• _Selection_:
--
The Java API is centered around three interfaces that represent distributed datasets: PCollection<T>, PTable<K, V>, and PGroupedTable<K, V>.
A PCollection<T> represents a distributed, unordered collection of elements of type T. For example, we represent a text file as a
PCollection<String> object. PCollection provides a method, parallelDo, that applies a function to each element in a PCollection in parallel,
and returns a new PCollection as its result.
A PTable<K, V> is a sub-interface of PCollection that represents a distributed, unordered multimap of its key type K to its value type V.
In addition to the parallelDo operation, PTable provides a groupByKey operation that aggregates all of the values in the PTable that
have the same key into a single record. It is the groupByKey operation that triggers the sort phase of a MapReduce job.
--
Extracted records:

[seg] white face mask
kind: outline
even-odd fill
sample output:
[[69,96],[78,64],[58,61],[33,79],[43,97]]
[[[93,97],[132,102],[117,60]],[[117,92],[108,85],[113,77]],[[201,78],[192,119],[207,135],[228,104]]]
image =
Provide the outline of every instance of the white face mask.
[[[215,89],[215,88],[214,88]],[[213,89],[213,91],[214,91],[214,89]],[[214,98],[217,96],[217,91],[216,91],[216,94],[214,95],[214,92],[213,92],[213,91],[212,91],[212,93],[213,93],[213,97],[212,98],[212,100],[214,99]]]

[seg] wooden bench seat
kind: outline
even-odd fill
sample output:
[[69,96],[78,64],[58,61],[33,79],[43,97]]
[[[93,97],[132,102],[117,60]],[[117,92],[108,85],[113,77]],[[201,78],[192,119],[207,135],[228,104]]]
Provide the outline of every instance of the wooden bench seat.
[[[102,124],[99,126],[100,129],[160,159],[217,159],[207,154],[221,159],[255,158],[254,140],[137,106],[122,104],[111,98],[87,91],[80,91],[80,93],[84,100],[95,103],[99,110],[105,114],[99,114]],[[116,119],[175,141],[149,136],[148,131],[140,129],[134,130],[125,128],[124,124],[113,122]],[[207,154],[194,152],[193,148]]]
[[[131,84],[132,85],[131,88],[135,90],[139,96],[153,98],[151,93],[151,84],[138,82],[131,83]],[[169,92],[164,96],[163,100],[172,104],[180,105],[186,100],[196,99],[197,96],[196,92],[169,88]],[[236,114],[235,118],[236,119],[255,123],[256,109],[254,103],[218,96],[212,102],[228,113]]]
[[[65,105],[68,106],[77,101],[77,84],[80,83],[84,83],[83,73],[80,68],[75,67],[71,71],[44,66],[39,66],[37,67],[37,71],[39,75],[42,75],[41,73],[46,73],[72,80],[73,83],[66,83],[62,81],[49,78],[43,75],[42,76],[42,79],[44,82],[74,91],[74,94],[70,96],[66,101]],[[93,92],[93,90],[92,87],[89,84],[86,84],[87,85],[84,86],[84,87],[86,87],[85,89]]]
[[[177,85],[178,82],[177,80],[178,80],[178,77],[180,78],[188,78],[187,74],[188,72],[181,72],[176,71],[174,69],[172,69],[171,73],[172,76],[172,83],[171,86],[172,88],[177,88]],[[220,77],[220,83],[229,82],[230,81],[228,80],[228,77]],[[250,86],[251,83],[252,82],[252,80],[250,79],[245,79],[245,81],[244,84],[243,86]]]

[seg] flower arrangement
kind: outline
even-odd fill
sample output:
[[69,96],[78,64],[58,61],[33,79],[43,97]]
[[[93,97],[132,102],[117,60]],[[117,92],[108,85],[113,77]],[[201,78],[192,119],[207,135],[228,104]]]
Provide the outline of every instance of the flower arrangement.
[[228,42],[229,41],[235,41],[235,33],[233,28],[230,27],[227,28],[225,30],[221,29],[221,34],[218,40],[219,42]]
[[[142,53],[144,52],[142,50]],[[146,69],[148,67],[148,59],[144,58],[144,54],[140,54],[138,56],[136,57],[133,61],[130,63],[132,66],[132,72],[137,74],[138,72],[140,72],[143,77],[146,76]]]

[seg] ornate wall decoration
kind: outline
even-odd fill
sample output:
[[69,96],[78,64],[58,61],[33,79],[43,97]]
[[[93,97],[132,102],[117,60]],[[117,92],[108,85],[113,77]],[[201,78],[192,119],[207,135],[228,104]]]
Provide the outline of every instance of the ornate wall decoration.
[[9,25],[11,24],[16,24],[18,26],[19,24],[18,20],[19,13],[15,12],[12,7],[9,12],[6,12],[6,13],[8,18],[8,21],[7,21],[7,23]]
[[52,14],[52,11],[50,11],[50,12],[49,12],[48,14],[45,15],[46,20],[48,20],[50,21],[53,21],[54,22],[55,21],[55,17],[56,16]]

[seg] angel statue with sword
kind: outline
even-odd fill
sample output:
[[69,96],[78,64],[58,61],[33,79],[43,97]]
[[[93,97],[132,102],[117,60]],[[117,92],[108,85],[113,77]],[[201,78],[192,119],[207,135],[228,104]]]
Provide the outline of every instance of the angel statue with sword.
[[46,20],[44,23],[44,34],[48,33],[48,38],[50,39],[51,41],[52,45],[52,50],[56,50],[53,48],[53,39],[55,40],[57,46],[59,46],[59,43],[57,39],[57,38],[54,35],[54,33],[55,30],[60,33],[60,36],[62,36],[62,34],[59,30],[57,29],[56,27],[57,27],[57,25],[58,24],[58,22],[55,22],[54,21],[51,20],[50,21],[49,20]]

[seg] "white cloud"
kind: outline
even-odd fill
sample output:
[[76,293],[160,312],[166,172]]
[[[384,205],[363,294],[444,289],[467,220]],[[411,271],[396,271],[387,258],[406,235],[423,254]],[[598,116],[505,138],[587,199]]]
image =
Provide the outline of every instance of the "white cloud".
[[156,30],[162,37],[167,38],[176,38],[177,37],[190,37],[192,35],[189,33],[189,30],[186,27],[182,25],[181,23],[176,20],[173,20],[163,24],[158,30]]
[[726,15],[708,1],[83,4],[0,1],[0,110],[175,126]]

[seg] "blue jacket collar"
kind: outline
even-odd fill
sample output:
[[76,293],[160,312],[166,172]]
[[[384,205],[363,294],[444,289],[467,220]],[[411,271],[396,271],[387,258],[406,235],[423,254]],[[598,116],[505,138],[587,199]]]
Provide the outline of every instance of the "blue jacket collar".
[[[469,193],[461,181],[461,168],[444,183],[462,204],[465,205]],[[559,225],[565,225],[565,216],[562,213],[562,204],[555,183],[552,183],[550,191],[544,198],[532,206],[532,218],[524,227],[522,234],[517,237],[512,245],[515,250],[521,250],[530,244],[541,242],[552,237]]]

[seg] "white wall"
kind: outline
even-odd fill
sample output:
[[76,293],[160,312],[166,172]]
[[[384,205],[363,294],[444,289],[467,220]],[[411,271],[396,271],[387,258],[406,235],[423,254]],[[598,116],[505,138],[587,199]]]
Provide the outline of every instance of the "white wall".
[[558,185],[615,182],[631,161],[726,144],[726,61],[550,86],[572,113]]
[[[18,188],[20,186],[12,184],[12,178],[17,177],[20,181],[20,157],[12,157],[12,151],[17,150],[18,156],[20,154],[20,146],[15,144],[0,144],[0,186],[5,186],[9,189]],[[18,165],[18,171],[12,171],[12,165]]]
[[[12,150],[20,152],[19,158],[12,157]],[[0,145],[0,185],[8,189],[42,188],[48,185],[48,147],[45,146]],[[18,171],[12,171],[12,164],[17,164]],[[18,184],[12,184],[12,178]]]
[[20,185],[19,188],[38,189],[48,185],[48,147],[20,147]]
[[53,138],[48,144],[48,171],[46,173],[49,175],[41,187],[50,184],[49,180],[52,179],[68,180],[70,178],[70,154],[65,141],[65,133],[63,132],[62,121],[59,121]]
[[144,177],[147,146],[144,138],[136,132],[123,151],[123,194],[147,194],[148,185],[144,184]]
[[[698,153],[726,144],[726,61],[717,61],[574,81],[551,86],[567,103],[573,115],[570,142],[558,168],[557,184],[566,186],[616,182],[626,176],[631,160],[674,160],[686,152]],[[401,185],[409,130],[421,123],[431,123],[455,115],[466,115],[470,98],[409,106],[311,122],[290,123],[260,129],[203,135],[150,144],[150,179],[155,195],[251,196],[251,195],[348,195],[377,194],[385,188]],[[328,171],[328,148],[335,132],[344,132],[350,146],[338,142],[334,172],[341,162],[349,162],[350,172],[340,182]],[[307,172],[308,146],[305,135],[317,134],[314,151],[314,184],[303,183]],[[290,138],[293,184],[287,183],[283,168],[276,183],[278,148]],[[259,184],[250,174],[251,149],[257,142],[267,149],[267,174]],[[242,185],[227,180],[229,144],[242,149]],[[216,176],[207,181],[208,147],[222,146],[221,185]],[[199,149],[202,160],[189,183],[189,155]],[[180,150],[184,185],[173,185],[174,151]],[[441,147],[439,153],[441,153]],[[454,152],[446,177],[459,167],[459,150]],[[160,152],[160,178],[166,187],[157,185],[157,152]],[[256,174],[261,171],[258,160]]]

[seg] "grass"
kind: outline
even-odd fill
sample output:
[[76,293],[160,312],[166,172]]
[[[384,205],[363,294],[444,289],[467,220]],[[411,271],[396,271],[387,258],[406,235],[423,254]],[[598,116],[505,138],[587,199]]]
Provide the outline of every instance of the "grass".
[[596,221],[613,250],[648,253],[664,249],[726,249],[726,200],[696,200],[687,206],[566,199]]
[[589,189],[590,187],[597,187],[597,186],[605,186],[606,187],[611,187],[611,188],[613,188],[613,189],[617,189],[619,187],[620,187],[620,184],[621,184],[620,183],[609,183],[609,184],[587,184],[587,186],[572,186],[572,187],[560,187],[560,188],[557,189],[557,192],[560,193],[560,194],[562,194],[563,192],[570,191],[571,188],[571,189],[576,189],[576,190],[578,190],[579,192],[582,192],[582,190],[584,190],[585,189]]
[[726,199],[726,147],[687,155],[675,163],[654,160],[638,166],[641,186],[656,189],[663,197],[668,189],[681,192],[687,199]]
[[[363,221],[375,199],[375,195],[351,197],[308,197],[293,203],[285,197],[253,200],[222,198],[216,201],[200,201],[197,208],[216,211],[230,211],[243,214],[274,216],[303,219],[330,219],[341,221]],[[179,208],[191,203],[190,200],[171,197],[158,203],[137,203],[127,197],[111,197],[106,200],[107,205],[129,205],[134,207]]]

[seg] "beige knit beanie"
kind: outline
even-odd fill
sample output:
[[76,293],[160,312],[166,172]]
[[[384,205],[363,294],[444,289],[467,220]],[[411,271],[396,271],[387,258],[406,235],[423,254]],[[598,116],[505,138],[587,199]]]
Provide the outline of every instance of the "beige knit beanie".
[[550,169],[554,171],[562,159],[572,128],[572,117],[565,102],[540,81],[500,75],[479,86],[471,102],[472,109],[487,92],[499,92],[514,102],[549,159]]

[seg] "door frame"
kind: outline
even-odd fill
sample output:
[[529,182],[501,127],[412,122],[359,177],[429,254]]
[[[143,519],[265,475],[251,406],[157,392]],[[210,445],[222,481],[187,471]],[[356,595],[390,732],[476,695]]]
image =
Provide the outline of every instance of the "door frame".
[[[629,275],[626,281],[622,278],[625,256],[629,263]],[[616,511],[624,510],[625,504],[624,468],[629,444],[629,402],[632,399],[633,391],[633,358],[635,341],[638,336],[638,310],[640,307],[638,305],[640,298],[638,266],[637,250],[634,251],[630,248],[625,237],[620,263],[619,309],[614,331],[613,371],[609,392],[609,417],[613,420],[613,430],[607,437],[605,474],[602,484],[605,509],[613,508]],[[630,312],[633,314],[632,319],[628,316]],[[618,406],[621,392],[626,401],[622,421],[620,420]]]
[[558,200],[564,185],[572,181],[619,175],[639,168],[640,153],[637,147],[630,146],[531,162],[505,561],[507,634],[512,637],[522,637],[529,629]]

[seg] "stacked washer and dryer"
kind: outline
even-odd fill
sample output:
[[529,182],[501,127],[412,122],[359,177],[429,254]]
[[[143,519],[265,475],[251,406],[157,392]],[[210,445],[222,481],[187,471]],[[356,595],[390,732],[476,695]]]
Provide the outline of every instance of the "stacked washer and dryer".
--
• _Problem set_:
1) Name every interface that the passage on the Java API says represents a distributed dataset.
2) From the rows, report each line that contains the word "knit".

• _Worked solutions_:
1) PCollection<T>, PTable<K, V>, and PGroupedTable<K, V>

2)
[seg] "beige knit beanie"
Provide the outline of every instance of the "beige knit beanie".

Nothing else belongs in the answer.